Aufgabe A →
Wie lässt sich der Textauszug über den Sonntag Exaudi in zwei Sätzen zusammenfassen?
Aufgabe B →
Welche kirchlichen Fest- und Sonntage nennt der Textauszug über den Sonntag Exaudi?
Aufgabe C →
Schreiben Sie aus dem Textauszug über den Sonntag Exaudi die Stelle zwischen „Vor wenigen Wochen“ und „führen zu können.“ einschließlich ab.

==== Textauszug ====

Noch nie habe ich diesen Sonntag Exaudi zwischen Himmelfahrt und Pfingsten
so spannungsreich erlebt wie in diesem Jahr. Wie das Volk Israel im
babylonischen Exil und wie Jünger im Obergemach ihres hauses in
Jerusalem leben wir in de Spannung zwischen Hoffen und Bangen. Im Bangen
um unsere Zukunft und in der Hoffnung auf den heiligen Geist, der uns
sein Gesetz in unser Herz geben und in unseren Sinn schreib will, dass
wir ihn erkennen, beide klein und groß...
Ich habe das Gefühl, die Kleinen begreifen schneller als wir Großen.
Vor wenigen Wochen haben wir bei den Konfirmationen erlebt, wie die
Konfirmanden die Gebote wiedergegeben und kommentiert haben. Auswendiglernen
heißt im Englischen "Learning by heart". Ich hatte das
Gefühl, die Konfirmanden haben mit ihrem Herzen gelernt, dass wir
die Gebote als Weisung brauchen, als Geländer, an dem wir uns entlang
hangeln können, um ein Leben in Frieden und Gerechtigkeit mit unseren
Mitmenschen und mit der Schöpfung führen zu können.
Vielleicht sollten auch wir Großen noch mal in den Konfirmandenunterricht
gehen und mit offenem Herzen hören, was Gott uns zu sagen hat.
Liebe Gemeinde!

==== Einträge ====

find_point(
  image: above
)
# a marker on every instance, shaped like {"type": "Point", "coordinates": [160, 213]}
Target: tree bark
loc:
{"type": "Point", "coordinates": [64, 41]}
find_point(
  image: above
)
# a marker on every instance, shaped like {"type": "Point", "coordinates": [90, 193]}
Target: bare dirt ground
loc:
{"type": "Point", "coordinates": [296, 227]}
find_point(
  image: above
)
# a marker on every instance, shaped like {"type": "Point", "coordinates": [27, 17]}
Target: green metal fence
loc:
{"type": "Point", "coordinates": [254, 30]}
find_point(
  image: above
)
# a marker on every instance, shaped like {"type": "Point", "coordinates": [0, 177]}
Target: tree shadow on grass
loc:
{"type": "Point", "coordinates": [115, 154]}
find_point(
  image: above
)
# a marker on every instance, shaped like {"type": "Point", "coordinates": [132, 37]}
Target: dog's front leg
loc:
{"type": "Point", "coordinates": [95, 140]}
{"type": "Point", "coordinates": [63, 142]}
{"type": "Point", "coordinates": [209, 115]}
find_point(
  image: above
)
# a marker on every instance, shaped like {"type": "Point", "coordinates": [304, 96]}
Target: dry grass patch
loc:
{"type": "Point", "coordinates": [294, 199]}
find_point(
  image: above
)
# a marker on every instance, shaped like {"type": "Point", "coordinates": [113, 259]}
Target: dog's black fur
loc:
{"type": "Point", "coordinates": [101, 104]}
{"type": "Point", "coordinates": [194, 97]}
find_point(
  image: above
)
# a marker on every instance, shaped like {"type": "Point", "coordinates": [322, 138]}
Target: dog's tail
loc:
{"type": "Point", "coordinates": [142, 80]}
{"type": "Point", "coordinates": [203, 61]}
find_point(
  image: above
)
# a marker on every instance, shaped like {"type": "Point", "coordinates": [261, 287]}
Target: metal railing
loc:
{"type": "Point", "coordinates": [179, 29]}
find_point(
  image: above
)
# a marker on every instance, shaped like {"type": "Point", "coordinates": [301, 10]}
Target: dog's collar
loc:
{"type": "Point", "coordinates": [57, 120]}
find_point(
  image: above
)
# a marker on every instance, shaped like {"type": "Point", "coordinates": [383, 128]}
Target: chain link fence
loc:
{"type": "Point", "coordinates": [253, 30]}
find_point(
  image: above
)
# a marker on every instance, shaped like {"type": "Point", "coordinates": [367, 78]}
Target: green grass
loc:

====

Antwort A →
Der Sonntag Exaudi zwischen Himmelfahrt und Pfingsten wird in diesem Jahr als besonders spannungsreich erlebt, im Bangen um die Zukunft und in der Hoffnung auf den heiligen Geist. Bei den Konfirmationen haben die Konfirmanden mit dem Herzen gelernt, dass die Gebote als Weisung und Geländer gebraucht werden, und vielleicht sollten auch die Großen noch einmal in den Konfirmandenunterricht gehen.

Antwort B →
Exaudi, Himmelfahrt, Pfingsten

Antwort C →
Vor wenigen Wochen haben wir bei den Konfirmationen erlebt, wie die
Konfirmanden die Gebote wiedergegeben und kommentiert haben. Auswendiglernen
heißt im Englischen "Learning by heart". Ich hatte das
Gefühl, die Konfirmanden haben mit ihrem Herzen gelernt, dass wir
die Gebote als Weisung brauchen, als Geländer, an dem wir uns entlang
hangeln können, um ein Leben in Frieden und Gerechtigkeit mit unseren
Mitmenschen und mit der Schöpfung führen zu können.